**SHORT TASK 1:** In the passage on the 1931 Arizona State Bulldogs football team, set down the text between "The 1931 Arizona" and "in Tempe, Arizona.", inclusive.
**SHORT TASK 2:** Translate this sentence from the 1931 Arizona State Bulldogs passage into Spanish: "Home games were played at Irish Field in Tempe, Arizona."
**SHORT TASK 3:** Write what comes next in the passage about the 1931 Arizona State Bulldogs football team, starting after its final sentence.

**EXCERPT TO READ:**
** Begin **
The 1931 Arizona State Bulldogs football team was an American football team that represented Arizona State Teachers College (later renamed Arizona State University) in the Border Conference during the 1931 college football season. In their second season under head coach Ted Shipkey, the Bulldogs compiled a 6–2 record (3–1 against conference opponents), won the conference championship, and outscored their opponents by a combined total of 169 to 66. The team captain was fullback Horace Smitheran.  The Bulldogs finished 4–1 at home and 2–1 on the road. Home games were played at Irish Field in Tempe, Arizona.

Schedule

Roster
The usual Arizona State lineup included left end Wilburn Dick, left tackle Cecil McCullar, left guard Earl McCullar, center Reid Calicoat, right guard Paul Griffin, right tackle Don Pace, right end Bob Smith, quarterback Howard "Curley" Blount, halfbacks Norris Steverson and Bill Baxter, and fullback Horace Smitheran.
** End **
**Point placement records:**
** Begin **
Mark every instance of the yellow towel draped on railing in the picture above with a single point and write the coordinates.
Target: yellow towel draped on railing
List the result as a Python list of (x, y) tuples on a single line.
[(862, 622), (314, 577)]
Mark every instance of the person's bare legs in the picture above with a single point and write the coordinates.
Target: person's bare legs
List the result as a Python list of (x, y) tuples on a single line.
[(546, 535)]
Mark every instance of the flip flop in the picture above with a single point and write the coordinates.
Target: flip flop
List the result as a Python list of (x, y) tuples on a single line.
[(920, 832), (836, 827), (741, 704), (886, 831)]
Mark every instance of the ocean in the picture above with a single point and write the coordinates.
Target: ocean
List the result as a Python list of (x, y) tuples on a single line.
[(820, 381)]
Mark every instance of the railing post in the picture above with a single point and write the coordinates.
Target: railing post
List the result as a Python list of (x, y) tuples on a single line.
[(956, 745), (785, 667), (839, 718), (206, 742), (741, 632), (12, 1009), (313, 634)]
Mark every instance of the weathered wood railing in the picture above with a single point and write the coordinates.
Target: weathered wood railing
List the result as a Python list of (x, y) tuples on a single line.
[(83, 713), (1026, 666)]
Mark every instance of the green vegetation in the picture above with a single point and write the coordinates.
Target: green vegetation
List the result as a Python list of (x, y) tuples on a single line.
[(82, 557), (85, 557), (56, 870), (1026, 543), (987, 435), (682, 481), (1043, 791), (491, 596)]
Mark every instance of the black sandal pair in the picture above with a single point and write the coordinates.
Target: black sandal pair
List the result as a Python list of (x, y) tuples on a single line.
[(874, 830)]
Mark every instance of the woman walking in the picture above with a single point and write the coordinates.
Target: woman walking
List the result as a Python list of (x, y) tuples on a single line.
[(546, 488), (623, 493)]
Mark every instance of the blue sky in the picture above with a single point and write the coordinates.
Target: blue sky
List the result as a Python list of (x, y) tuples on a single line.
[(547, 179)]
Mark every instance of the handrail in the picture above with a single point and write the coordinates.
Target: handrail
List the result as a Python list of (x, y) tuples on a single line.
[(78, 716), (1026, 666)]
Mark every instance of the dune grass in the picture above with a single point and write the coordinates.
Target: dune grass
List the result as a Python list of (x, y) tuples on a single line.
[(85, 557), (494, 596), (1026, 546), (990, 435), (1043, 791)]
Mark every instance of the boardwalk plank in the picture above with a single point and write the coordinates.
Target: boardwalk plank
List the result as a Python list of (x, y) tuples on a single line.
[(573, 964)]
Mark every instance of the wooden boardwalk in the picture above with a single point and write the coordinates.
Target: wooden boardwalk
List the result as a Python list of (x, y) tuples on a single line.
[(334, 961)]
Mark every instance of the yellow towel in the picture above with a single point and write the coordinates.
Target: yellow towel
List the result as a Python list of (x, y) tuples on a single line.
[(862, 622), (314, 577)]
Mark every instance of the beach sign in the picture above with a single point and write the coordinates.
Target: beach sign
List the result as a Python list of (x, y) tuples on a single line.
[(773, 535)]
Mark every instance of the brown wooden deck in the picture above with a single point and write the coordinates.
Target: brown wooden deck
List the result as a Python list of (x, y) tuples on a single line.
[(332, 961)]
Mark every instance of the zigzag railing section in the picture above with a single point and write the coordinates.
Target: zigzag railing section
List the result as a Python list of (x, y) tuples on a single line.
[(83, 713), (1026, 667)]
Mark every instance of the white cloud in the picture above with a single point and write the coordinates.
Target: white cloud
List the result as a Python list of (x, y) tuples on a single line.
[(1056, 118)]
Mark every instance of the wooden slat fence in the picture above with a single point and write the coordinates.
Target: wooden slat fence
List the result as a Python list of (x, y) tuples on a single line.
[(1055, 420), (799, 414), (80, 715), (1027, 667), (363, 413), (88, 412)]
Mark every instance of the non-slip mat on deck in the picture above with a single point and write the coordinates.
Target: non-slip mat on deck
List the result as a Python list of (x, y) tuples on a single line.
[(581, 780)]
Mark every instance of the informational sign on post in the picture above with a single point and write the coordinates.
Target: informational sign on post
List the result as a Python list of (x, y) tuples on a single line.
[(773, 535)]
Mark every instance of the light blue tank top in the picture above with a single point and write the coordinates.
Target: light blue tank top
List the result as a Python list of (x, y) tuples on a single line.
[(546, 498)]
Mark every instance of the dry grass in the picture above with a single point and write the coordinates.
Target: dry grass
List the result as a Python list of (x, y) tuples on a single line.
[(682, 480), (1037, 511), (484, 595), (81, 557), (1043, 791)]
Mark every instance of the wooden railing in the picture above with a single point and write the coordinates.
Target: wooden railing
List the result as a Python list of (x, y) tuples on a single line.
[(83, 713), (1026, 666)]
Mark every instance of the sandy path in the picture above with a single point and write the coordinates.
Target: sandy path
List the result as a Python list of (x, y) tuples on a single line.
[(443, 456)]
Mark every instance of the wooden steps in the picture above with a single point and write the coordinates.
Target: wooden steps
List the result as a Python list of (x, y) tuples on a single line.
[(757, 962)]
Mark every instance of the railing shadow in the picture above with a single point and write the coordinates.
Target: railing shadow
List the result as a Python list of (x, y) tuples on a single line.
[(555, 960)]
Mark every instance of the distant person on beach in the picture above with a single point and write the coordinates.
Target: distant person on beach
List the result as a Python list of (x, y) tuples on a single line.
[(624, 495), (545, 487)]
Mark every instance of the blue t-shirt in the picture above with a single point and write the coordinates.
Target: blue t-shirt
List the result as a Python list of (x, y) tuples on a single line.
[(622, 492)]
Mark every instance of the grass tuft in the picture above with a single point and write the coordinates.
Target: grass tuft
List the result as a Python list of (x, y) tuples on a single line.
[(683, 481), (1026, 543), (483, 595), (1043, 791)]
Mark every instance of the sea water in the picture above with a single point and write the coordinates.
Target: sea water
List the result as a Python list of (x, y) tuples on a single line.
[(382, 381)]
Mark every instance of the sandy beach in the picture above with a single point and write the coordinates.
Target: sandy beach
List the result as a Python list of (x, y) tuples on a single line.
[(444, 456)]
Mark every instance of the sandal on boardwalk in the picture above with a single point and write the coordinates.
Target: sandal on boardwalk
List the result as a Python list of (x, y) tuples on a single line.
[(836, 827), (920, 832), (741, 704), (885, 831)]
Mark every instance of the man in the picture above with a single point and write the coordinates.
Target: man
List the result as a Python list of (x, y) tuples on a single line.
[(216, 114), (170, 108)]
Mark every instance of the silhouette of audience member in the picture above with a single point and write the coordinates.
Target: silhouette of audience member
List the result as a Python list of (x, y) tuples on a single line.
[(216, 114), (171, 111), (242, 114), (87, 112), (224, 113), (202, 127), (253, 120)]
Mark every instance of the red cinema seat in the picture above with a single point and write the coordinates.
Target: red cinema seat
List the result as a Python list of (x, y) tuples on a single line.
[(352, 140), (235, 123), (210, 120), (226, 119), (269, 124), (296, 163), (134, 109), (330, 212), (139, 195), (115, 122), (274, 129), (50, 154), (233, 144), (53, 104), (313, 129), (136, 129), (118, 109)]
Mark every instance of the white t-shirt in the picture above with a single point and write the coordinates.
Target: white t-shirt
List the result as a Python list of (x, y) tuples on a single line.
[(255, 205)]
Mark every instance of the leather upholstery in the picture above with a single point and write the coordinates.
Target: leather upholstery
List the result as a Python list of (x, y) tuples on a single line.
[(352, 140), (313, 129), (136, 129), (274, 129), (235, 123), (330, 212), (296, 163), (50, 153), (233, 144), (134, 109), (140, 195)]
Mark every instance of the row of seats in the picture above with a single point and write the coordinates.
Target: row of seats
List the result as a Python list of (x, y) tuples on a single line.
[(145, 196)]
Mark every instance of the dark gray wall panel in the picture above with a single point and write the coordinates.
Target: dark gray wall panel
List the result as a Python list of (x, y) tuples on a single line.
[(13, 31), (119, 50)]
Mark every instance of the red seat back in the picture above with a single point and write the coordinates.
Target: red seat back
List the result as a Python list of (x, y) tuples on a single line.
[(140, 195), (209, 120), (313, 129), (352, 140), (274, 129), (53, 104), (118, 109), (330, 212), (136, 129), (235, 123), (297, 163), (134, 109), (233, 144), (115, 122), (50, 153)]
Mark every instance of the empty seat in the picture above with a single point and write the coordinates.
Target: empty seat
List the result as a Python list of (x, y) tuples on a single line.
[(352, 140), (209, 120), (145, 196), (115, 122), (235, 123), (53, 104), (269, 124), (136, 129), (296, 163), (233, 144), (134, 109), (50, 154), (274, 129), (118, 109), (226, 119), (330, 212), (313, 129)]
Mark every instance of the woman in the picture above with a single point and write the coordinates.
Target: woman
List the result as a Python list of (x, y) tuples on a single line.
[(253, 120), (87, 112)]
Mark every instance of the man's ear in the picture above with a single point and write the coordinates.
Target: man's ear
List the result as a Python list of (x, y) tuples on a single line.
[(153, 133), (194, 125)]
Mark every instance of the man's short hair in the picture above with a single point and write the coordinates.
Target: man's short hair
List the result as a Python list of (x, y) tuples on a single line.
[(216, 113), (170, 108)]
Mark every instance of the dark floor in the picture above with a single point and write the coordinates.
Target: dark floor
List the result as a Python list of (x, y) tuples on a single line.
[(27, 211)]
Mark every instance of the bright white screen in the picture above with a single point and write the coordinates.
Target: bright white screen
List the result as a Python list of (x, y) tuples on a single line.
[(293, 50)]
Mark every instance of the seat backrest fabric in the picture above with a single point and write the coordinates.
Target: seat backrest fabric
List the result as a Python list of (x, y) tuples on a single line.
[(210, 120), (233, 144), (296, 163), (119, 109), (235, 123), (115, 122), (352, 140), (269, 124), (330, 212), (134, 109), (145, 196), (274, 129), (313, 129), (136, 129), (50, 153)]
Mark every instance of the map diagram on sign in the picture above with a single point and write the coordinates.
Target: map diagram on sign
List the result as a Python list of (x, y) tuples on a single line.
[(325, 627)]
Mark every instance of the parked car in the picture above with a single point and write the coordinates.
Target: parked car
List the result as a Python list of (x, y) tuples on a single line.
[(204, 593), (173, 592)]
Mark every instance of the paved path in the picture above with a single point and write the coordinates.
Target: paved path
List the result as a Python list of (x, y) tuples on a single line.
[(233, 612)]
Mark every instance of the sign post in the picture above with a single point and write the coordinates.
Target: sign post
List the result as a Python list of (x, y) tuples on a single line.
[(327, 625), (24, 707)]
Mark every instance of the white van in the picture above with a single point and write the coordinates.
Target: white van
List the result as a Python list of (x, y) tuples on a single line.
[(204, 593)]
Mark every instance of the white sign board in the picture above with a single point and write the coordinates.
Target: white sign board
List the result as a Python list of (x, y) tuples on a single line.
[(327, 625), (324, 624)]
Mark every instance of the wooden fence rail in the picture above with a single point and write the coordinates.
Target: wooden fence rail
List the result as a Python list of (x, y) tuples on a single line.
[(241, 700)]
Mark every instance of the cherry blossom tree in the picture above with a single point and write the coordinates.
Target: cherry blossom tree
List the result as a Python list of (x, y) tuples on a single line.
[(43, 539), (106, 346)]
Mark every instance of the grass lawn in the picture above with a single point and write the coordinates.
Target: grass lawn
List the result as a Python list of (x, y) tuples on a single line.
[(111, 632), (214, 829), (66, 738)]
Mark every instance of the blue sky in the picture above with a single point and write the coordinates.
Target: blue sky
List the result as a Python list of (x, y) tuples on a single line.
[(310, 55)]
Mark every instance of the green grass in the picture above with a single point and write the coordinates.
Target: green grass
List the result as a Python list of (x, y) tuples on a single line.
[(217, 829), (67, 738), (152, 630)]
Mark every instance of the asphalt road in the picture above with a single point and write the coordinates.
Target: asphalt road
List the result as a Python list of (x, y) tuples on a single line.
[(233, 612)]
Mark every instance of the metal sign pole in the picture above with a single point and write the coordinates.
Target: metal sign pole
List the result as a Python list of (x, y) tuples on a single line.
** End **
**WRITTEN ANSWER 1:**
The 1931 Arizona State Bulldogs football team was an American football team that represented Arizona State Teachers College (later renamed Arizona State University) in the Border Conference during the 1931 college football season. In their second season under head coach Ted Shipkey, the Bulldogs compiled a 6–2 record (3–1 against conference opponents), won the conference championship, and outscored their opponents by a combined total of 169 to 66. The team captain was fullback Horace Smitheran.  The Bulldogs finished 4–1 at home and 2–1 on the road. Home games were played at Irish Field in Tempe, Arizona.

**WRITTEN ANSWER 2:** Los partidos de local se jugaban en Irish Field, en Tempe, Arizona.

**WRITTEN ANSWER 3:**
Bob Adams, Guideo Cislaghi, Norman Clements, Ben Cole, Anson Cooper, and Howard Curry were also on the roster.

Awards and honors
Halfback Norris Steverson earned Associated Press (AP) All-American honorable mention honors for the 1931 football season.

Steverson, right guard Paul Griffin, and left end Dick Wilburn earned All-Southern Conference honors for the 1931 campaign.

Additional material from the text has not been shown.